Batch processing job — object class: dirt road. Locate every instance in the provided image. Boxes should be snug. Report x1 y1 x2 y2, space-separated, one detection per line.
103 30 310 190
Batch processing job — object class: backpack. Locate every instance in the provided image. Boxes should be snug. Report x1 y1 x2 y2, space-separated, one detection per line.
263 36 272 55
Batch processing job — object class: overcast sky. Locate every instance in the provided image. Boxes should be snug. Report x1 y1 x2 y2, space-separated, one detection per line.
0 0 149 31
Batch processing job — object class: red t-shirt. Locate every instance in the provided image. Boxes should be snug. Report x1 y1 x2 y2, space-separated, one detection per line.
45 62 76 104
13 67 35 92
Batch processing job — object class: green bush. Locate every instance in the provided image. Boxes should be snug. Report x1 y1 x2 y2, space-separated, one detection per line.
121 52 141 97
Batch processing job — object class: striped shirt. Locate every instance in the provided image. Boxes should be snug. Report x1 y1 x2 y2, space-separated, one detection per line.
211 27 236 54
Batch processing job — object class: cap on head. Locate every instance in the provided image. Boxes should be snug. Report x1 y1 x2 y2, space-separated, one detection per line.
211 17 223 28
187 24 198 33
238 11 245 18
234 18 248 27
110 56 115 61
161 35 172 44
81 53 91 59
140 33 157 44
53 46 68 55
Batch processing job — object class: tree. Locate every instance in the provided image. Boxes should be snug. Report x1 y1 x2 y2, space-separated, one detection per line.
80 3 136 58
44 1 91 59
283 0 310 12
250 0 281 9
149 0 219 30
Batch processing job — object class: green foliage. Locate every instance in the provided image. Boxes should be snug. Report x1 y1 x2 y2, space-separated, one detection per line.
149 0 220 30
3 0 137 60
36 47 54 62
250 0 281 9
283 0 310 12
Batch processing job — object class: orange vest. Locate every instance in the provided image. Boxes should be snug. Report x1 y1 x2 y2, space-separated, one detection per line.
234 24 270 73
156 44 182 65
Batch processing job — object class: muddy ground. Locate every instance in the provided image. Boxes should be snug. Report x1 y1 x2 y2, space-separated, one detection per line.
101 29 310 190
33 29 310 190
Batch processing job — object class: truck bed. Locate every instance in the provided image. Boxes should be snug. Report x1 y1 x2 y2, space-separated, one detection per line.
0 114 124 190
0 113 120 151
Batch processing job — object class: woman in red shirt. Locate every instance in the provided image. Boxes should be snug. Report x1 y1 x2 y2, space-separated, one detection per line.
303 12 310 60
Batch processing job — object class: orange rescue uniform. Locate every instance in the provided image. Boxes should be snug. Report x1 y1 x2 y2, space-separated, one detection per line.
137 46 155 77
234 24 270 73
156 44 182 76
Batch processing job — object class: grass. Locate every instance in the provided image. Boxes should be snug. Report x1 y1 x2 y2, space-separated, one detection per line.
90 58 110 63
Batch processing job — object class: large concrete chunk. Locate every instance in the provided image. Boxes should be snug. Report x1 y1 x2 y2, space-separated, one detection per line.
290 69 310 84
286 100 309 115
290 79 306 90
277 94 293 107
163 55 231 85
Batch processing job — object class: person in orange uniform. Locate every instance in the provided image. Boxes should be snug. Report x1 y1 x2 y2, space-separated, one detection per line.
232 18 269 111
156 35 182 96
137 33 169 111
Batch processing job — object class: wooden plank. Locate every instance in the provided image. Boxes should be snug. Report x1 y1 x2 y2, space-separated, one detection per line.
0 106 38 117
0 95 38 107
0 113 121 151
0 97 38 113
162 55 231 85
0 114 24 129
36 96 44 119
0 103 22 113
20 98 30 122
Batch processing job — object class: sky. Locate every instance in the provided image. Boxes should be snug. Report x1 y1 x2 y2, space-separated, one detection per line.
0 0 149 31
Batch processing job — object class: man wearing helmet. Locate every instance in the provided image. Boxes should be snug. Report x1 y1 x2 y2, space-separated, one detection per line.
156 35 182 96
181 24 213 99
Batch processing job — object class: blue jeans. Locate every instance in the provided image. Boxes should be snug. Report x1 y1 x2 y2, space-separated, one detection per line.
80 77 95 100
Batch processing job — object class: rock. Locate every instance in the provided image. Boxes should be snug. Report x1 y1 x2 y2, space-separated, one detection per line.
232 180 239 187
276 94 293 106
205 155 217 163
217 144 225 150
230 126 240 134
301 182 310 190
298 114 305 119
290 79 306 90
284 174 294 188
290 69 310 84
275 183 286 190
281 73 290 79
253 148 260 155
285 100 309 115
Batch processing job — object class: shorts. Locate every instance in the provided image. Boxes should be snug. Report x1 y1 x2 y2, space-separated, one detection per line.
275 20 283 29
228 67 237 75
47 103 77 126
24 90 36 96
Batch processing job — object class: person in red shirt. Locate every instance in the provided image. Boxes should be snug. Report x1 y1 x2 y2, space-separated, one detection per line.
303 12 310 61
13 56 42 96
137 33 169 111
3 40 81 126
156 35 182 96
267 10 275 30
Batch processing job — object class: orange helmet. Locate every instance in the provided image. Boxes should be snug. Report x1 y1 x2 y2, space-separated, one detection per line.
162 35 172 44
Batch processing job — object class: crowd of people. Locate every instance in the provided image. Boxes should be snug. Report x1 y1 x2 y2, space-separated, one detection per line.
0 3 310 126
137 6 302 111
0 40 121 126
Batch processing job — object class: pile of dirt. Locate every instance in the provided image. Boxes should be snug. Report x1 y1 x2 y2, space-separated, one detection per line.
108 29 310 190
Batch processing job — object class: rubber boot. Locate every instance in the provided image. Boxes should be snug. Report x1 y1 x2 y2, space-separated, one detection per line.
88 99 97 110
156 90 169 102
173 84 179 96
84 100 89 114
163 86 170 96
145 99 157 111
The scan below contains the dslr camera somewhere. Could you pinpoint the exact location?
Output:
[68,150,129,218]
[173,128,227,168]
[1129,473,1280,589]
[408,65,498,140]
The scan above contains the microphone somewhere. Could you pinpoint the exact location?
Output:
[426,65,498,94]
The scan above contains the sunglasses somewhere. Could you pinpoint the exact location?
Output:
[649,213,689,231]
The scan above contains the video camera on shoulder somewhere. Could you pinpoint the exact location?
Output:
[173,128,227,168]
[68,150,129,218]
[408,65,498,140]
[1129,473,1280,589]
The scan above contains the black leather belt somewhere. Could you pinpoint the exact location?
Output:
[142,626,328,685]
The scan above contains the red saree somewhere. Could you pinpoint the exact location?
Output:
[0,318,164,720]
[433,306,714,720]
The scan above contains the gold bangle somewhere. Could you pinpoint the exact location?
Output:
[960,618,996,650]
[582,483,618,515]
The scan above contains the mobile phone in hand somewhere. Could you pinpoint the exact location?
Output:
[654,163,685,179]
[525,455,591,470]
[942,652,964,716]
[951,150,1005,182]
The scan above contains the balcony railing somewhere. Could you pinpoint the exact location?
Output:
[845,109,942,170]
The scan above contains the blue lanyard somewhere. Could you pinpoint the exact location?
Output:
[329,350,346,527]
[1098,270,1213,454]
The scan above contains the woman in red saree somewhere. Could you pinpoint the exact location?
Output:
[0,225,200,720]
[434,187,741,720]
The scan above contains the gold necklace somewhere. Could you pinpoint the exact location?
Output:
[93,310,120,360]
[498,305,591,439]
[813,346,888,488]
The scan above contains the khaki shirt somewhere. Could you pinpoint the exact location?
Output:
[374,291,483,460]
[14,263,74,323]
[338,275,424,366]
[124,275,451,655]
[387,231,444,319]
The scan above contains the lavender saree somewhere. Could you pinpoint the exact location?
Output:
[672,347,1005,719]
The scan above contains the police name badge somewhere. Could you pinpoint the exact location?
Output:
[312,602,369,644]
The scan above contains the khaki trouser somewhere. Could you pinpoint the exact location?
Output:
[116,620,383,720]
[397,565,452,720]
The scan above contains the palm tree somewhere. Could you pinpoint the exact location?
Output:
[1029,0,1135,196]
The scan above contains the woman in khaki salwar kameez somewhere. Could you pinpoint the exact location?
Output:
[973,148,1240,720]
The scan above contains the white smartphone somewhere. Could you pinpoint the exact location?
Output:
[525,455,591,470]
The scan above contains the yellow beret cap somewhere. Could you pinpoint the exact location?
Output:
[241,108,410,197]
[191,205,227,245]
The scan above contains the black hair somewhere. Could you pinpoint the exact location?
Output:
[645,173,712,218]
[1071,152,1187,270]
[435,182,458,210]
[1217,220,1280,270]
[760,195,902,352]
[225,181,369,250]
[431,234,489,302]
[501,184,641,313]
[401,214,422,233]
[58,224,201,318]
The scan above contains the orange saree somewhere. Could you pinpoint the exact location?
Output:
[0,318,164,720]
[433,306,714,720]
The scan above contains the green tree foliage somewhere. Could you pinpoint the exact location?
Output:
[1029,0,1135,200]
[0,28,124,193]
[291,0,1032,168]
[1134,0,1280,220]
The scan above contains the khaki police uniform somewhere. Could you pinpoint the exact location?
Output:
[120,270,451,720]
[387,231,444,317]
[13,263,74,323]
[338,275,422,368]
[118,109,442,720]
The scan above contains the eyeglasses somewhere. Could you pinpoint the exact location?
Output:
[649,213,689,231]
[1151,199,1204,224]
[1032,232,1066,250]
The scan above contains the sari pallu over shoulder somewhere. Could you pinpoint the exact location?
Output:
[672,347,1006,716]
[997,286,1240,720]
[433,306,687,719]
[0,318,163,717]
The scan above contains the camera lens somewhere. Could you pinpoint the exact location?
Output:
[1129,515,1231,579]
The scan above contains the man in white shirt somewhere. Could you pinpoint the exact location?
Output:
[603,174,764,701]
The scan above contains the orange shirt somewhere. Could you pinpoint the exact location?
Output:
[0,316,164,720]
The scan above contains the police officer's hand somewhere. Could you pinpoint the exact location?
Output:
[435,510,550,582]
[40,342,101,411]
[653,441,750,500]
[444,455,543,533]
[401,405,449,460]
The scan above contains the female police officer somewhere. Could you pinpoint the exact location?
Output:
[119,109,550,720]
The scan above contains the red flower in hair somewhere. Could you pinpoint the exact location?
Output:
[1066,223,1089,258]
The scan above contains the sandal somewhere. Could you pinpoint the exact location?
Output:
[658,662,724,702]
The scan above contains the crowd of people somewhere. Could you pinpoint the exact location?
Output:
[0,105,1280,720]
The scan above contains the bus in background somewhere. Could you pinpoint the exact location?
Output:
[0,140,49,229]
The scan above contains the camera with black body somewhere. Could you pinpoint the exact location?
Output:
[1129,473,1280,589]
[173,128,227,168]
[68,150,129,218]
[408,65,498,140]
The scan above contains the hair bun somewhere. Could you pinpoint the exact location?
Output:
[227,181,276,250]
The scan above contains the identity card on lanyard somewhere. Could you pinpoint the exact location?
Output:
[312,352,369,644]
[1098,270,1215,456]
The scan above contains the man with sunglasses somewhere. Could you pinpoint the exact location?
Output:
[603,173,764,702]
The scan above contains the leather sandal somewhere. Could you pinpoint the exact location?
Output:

__The problem__
Rewrite the lines of the records as a JSON list of strings, one string per line with blank lines omitted, starting at the line containing "The scan above contains the khaki police" and ending at the line containing "[1032,232,1066,250]".

__Full answer__
[
  "The scan above contains the khaki police uniform somewhere. Could you pinpoint the exact location?",
  "Output:",
  "[120,270,451,720]",
  "[387,231,444,317]",
  "[13,263,74,323]",
  "[338,275,422,368]",
  "[118,109,442,720]",
  "The scan above contains the eyeglasses somewhere. Could you pinpoint the exact location?",
  "Output:",
  "[649,213,689,231]",
  "[1151,199,1204,224]",
  "[1032,232,1066,250]"
]